● **Coordinate annotation lines**
• • • •

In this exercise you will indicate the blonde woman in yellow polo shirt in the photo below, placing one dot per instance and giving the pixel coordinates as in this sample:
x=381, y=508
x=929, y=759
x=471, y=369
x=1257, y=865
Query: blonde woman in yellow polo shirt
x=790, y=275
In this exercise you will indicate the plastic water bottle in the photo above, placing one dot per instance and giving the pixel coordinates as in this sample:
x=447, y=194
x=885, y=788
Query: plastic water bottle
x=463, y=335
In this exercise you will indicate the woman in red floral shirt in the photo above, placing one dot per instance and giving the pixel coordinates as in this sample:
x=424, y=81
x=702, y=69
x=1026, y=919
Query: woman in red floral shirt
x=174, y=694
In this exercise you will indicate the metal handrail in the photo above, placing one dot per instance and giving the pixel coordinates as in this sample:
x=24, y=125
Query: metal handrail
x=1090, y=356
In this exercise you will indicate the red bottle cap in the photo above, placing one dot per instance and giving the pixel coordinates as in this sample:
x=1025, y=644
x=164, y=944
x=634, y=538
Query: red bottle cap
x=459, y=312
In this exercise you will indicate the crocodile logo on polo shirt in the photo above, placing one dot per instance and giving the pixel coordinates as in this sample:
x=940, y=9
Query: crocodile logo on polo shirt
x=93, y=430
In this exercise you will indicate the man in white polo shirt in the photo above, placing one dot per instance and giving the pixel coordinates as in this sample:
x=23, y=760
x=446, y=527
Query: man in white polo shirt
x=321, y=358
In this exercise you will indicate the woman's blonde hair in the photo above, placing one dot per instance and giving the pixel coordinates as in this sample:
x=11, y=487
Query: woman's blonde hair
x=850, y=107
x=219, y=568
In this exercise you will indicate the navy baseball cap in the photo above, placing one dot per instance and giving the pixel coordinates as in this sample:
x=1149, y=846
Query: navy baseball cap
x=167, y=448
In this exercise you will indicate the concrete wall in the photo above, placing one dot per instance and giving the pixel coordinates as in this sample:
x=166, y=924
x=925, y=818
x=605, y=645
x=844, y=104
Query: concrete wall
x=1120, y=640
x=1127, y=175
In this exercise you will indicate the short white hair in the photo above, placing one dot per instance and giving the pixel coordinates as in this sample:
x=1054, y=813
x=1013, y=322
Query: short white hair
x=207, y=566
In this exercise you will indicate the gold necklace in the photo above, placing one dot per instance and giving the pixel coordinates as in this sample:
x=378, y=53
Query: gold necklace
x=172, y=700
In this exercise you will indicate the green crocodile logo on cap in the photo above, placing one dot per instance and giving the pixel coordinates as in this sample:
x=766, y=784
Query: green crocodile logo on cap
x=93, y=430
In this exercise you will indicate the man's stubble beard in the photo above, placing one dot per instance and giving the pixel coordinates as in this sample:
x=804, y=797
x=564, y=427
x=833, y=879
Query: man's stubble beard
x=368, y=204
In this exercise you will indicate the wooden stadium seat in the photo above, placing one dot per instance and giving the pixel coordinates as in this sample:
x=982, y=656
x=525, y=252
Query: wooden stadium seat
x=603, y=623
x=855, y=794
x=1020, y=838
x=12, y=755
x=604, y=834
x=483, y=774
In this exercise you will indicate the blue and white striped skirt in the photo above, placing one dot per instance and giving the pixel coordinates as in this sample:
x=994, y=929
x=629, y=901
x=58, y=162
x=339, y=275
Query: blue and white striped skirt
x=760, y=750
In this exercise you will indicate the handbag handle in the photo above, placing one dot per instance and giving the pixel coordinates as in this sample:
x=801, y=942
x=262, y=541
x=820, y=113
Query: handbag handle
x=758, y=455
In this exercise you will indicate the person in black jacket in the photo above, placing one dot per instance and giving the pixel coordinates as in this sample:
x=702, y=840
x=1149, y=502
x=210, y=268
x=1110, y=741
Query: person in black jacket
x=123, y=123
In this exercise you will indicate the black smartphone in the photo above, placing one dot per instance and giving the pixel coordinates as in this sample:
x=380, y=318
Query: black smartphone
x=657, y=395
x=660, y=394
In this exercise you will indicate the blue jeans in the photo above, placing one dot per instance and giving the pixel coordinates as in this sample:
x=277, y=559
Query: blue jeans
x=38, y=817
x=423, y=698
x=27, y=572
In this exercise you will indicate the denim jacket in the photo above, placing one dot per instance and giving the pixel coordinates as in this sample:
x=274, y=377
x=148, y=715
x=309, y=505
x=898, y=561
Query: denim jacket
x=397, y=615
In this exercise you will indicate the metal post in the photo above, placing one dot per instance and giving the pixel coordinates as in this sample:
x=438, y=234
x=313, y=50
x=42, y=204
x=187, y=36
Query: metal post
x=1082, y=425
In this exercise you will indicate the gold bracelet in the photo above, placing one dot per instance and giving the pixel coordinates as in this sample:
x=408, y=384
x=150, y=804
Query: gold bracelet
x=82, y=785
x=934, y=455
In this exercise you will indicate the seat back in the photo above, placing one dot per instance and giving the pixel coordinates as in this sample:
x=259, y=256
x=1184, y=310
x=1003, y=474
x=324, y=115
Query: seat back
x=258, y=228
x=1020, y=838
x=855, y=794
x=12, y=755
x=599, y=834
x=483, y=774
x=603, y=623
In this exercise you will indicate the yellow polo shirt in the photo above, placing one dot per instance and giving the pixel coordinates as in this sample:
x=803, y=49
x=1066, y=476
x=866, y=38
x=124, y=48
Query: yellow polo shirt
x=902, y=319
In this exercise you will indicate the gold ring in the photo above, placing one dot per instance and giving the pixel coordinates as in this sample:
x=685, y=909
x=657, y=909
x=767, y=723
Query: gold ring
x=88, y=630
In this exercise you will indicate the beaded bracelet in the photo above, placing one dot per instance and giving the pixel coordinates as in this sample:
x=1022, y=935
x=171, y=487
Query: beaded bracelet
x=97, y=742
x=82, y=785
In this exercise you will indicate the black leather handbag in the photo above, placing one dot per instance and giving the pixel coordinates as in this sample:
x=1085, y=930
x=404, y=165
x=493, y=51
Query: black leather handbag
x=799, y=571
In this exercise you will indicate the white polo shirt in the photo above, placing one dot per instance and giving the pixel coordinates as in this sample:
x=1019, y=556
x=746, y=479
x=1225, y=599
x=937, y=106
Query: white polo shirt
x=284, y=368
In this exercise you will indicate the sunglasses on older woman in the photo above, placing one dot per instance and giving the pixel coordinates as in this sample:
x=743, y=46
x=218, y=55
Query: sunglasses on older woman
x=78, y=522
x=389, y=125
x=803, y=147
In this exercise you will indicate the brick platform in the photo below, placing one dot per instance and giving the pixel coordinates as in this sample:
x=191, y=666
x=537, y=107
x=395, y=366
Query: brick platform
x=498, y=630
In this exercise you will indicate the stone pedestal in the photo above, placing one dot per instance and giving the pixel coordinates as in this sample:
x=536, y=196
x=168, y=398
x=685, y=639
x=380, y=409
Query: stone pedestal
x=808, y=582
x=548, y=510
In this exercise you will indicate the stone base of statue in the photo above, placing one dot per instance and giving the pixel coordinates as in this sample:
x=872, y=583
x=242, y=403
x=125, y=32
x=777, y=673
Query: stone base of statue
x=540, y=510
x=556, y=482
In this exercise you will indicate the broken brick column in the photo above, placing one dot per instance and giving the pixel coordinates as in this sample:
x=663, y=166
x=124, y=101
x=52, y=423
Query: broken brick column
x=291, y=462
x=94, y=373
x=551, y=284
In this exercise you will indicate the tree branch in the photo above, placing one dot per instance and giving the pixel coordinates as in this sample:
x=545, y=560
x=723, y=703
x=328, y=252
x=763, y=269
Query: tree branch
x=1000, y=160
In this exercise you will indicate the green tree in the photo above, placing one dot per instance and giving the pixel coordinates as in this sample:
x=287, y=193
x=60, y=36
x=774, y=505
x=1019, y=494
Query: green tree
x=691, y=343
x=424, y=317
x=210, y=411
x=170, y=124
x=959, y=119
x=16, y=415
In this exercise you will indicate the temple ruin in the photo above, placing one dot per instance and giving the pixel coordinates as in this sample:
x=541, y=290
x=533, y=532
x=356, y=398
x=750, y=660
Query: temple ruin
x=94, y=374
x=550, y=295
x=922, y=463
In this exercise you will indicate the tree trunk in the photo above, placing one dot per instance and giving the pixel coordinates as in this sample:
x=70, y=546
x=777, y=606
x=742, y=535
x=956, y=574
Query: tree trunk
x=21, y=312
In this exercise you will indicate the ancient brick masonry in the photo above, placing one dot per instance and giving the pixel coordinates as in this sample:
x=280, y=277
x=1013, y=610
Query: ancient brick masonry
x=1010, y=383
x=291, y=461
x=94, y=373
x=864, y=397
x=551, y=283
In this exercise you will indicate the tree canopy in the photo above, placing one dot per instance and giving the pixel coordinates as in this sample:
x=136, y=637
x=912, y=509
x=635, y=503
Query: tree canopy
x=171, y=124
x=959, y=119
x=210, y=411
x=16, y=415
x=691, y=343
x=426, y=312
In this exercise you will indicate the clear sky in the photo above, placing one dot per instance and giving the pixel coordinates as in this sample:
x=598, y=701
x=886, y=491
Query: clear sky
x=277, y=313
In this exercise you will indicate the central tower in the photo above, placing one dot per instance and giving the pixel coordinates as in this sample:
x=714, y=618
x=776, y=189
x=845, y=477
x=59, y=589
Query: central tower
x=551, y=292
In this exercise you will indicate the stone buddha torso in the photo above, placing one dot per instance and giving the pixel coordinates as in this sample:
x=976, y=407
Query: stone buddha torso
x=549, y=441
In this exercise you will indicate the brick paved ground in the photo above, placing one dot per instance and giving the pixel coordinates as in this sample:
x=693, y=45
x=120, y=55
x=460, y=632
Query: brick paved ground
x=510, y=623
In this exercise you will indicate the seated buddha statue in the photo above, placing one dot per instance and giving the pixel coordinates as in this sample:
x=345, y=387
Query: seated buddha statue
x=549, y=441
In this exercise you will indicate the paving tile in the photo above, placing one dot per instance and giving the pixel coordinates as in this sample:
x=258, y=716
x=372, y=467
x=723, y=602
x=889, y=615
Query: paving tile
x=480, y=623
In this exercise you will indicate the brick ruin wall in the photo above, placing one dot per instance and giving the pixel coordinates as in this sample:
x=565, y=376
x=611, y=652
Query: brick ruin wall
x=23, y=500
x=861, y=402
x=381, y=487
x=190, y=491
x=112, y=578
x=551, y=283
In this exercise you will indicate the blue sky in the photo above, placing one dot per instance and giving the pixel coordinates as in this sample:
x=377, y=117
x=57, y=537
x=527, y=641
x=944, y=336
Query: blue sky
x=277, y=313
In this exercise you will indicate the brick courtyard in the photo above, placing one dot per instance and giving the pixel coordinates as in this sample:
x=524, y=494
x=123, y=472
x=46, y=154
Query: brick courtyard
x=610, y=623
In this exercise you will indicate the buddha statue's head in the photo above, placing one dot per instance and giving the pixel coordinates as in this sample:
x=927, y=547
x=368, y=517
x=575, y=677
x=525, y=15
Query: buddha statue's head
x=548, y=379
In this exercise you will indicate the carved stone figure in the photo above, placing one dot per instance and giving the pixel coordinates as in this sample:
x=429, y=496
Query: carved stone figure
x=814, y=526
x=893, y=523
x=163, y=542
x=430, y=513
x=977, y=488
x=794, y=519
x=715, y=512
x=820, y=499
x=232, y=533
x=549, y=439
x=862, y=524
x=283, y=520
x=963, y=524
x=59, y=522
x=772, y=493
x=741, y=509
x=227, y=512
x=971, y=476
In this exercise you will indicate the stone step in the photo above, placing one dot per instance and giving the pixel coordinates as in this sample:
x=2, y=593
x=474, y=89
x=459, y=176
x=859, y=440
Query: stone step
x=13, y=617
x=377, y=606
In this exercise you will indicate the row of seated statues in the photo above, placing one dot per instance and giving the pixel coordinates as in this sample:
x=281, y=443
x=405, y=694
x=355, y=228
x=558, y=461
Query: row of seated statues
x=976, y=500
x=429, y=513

• • • •

● **Goal**
Arrange the lines above into a Markdown table with the columns "No." and "Line", omitting any blank lines. Begin at the line containing "In this exercise you will indicate the man in", stop after the line containing "x=1127, y=175", and include only those lines.

● **Full solution**
| No. | Line |
|---|---|
| 1 | In this exercise you will indicate the man in white polo shirt in the photo above, placing one dot per instance and giving the pixel coordinates as in this sample: |
| 2 | x=23, y=760 |
| 3 | x=446, y=527 |
| 4 | Query: man in white polo shirt |
| 5 | x=321, y=358 |
| 6 | In this exercise you will indicate the woman's blonde hair in the photo above, placing one dot per instance and giving the pixel coordinates as in this sample: |
| 7 | x=11, y=487 |
| 8 | Query: woman's blonde hair |
| 9 | x=850, y=107 |
| 10 | x=219, y=568 |
| 11 | In this exercise you will indicate the navy baseball cap in the photo above, placing one dot per instance and giving the pixel coordinates as in this sample: |
| 12 | x=1149, y=846 |
| 13 | Query: navy baseball cap |
| 14 | x=167, y=448 |
| 15 | In this exercise you will indicate the concrete wall in the photo above, placing one dot per instance and giving the pixel coordinates as in this sample: |
| 16 | x=166, y=924 |
| 17 | x=925, y=818 |
| 18 | x=605, y=645 |
| 19 | x=844, y=104 |
| 20 | Query: concrete wall |
| 21 | x=1120, y=640 |
| 22 | x=1127, y=175 |